*** Document segment ***

Finally, we apply the implicit function theorem for one variable for the $y_k$ that remains.     ▢

References

• Gerald B. Folland, Advanced Calculus, Prentice Hall, Upper Saddle River, NJ, 2002, pp. 114–116, 420–422.

## A nice consequence of Baire category theorem

In a complete metric space $X$, we call a point $x$ for which $\{x\}$ is open an isolated point. If $X$ is countable and there are no isolated points, we can take $\displaystyle\cap_{x \in X} X \setminus x = \emptyset$, with each of the $X \setminus x$ open and dense, to violate the Baire category theorem. From that, we can arrive at the proposition that in a complete metric space, no isolated points implies that the space uncountable, and similarly, that countable implies there is an isolated point.

## Arzela-Ascoli theorem and delta epsilons

I always like to think of understanding of the delta epsilon definition of limit as somewhat of an ideal dividing line on the cognitive hierarchy, between actually smart and pseudo smart. I still remember vividly struggling to grok that back in high school when I first saw it junior year, though summer after, it made sense, as for why it was reasonable to define it that way. That such was only established in the 19th century goes to show how unnatural such abstract precise definitions are for the human brain (more reason to use cognitive genomics to enhance it 😉 ). At that time, I would not have imagined easily that this limit definition could be generalized further, discarding the deltas and epsilons, which presumes and restricts to real numbers, as it already felt abstract enough. Don’t even get me started on topological spaces, nets, filters, and ultrafilters; my understanding of them is still cursory at best, but someday I will fully internalize them.

Fortunately, I have improved significantly since then, both in terms of experience and in terms of my biological intelligence, that last night, I was able to reconstruct in my head the proof of the Arzela-Ascoli theorem, which also had been once upon a time mind-boggling. Remarkably, that proof, viewed appropriately, comes naturally out of just a few simple, critical observations.

The statement of the theorem is as follows.

Arzela-Ascoli theorem Let $F$ be a family of functions from $I = [a,b]$ to $\mathbb{R}$ that are uniformly bounded and equicontinuous. Then there is a sequence of $f_n$ of elements in $F$ that converges uniformly in $I$.

The rationals are dense in the reals and make an excellent starting point. Uniform boundedness enables us employ Bolzano-Weierstrass to construct a sequence of functions convergent at any rational in $I$. With a countable number of such rationals, we can iteratively filter this sequence to construct one that converges at every rational in $I$. Essentially, we have an enumeration of the rationals in $I$ and a chain of subsequences based on that, where in the $n$th subsequence is convergent at the first $n$ rationals in the enumeration, and Bolzano-Weierstrass is applied onto the results of the application of the functions of that subsequence on the $n+1$th rational to yield another subsequence. Take, diagonally, the $n$th function in the $n$th subsequence, to derive our desired uniformly convergent sequence, which we call $\{f_i\}$.

*** End of Document segment ***
*** Given information ***

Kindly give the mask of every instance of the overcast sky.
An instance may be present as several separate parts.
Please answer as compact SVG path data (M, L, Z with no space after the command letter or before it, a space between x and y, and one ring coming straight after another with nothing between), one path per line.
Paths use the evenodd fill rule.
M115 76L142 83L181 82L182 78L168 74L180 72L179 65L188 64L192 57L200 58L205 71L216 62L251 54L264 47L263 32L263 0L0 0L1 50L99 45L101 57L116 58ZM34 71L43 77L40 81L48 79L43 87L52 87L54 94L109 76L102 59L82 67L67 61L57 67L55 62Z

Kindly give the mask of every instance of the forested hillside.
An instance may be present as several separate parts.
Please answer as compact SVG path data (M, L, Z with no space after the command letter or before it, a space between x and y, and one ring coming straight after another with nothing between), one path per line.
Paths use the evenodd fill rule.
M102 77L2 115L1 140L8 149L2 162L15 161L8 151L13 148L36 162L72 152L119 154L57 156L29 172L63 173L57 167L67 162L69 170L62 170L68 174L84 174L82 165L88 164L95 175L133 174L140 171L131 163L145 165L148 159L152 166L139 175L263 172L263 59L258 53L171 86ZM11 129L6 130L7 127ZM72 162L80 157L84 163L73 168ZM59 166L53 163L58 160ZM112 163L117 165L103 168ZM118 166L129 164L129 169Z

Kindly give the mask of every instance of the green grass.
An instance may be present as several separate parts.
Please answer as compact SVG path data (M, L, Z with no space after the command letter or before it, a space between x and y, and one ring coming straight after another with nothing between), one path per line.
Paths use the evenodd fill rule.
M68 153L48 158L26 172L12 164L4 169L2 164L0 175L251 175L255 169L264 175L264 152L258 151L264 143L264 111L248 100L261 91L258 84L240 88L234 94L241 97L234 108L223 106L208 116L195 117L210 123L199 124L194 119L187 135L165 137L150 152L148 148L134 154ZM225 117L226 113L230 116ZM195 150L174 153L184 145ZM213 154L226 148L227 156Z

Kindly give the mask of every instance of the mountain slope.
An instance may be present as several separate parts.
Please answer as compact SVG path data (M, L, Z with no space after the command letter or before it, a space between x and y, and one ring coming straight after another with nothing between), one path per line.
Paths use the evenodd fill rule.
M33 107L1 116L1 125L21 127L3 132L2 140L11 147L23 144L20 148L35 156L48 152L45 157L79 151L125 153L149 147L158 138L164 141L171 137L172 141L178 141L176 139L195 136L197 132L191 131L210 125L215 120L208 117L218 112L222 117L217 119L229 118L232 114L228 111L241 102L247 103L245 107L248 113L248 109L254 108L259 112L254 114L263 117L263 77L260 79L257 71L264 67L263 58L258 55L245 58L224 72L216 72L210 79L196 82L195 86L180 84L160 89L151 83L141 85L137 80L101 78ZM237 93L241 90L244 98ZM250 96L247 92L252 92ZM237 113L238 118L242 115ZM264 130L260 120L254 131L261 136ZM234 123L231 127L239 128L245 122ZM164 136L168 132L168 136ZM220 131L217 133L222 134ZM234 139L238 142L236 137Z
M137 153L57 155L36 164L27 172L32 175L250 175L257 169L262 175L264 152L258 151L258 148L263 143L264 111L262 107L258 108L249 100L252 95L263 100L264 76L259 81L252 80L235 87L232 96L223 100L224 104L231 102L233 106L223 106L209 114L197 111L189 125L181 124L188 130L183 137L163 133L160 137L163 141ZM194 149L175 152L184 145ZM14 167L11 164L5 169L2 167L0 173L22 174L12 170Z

*** End of Given information ***
*** Given information ***

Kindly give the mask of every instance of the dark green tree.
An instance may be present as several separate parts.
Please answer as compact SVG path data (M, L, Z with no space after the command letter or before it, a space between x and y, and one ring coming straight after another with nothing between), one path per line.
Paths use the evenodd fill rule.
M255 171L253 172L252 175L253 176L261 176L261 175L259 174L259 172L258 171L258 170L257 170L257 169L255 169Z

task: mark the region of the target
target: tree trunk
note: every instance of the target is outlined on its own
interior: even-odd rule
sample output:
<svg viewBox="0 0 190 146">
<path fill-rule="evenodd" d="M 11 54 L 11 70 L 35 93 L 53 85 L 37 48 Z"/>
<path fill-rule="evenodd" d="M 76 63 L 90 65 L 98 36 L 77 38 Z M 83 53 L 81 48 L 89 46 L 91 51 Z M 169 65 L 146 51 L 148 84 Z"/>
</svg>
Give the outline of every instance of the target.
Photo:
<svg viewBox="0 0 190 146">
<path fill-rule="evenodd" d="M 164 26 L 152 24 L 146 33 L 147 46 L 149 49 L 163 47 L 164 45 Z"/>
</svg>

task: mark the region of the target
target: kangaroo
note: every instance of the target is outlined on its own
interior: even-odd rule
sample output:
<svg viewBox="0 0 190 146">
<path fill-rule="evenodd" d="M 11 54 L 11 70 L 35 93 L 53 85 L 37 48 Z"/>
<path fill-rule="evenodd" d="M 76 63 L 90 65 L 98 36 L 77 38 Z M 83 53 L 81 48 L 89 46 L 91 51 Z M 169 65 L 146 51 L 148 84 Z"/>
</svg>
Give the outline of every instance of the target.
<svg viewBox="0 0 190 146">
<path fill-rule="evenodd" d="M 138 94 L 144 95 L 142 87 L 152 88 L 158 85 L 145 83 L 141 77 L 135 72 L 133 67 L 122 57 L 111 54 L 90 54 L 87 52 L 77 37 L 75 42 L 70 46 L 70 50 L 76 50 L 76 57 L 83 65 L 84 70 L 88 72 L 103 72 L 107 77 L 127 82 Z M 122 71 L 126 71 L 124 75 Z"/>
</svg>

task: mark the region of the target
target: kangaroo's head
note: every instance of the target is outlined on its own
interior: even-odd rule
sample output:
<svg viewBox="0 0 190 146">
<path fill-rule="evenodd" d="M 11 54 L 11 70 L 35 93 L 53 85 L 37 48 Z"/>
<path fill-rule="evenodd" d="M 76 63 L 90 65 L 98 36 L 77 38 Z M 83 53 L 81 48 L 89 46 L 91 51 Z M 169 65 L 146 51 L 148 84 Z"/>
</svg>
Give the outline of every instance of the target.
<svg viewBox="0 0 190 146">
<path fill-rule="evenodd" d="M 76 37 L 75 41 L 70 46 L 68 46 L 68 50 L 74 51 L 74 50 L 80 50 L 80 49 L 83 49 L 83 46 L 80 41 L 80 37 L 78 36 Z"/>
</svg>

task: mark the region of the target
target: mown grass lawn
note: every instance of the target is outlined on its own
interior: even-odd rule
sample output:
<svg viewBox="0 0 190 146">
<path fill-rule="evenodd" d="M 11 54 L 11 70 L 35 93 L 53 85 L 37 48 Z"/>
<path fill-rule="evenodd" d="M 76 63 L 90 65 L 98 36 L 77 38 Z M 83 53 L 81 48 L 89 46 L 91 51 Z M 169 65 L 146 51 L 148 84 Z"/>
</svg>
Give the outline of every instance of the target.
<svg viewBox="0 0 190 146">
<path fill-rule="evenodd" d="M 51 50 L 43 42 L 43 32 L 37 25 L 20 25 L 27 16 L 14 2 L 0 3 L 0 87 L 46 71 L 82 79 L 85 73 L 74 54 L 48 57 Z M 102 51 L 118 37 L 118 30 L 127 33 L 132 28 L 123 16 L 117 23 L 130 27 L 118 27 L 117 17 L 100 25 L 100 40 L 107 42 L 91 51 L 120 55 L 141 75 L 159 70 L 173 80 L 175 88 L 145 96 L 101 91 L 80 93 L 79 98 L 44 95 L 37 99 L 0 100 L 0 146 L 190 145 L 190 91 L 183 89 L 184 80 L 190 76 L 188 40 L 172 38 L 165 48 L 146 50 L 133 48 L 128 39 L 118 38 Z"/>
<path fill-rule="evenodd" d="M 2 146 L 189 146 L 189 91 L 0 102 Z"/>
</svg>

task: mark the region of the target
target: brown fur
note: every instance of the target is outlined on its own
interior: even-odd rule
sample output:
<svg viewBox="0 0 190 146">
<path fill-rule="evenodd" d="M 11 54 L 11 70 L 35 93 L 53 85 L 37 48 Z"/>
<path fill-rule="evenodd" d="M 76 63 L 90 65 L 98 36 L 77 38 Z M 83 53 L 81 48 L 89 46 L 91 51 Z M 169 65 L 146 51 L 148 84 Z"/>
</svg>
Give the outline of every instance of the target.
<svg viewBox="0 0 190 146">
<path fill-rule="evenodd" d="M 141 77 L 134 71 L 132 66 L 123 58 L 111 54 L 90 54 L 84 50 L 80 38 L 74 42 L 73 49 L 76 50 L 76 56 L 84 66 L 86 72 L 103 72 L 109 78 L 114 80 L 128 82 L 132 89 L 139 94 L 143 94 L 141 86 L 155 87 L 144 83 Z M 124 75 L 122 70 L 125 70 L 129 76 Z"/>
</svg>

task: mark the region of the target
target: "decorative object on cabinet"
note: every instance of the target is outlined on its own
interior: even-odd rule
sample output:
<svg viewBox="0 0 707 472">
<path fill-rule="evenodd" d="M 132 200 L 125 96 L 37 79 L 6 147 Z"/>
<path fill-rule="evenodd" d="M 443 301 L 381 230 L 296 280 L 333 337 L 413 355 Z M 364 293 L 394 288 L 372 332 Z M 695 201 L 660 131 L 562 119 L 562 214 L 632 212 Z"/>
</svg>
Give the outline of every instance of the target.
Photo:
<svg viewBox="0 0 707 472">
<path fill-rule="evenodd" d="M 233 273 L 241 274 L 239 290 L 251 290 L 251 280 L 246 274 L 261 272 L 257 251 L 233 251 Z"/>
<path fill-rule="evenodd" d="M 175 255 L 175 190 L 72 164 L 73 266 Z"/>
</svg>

*** End of Given information ***

__Exercise 1__.
Do the following statements agree with the math blog text? Answer yes or no for each, and quote the exact words of the text that decide it.
(a) The Arzela-Ascoli theorem as stated requires the family of functions to be uniformly bounded and equicontinuous.
(b) The writer first saw the delta epsilon definition of limit in senior year of high school.
(c) The cited Folland book on advanced calculus was published in 2002.
__Exercise 2__. Please write out the part of the math blog text from "The statement of" to "uniformly in $I$.", word for word.
__Exercise 3__. Summarize the math blog text in three sentences.

__Answer section 1__.
(a) Yes: "that are uniformly bounded and equicontinuous"
(b) No: "when I first saw it junior year"
(c) Yes: "Prentice Hall, Upper Saddle River, NJ, 2002"

__Answer section 2__.
The statement of the theorem is as follows.

Arzela-Ascoli theorem Let $F$ be a family of functions from $I = [a,b]$ to $\mathbb{R}$ that are uniformly bounded and equicontinuous. Then there is a sequence of $f_n$ of elements in $F$ that converges uniformly in $I$.

__Answer section 3__. The math blog text uses the Baire category theorem to show that in a complete metric space, having no isolated points implies being uncountable, so a countable complete metric space has an isolated point. The writer recalls struggling with the delta epsilon definition of limit in high school and says they can now reconstruct the proof of the Arzela-Ascoli theorem. That theorem says a uniformly bounded, equicontinuous family of functions from [a,b] to the reals contains a uniformly convergent sequence, and its proof applies Bolzano-Weierstrass repeatedly over an enumeration of the rationals in the interval before taking a diagonal sequence.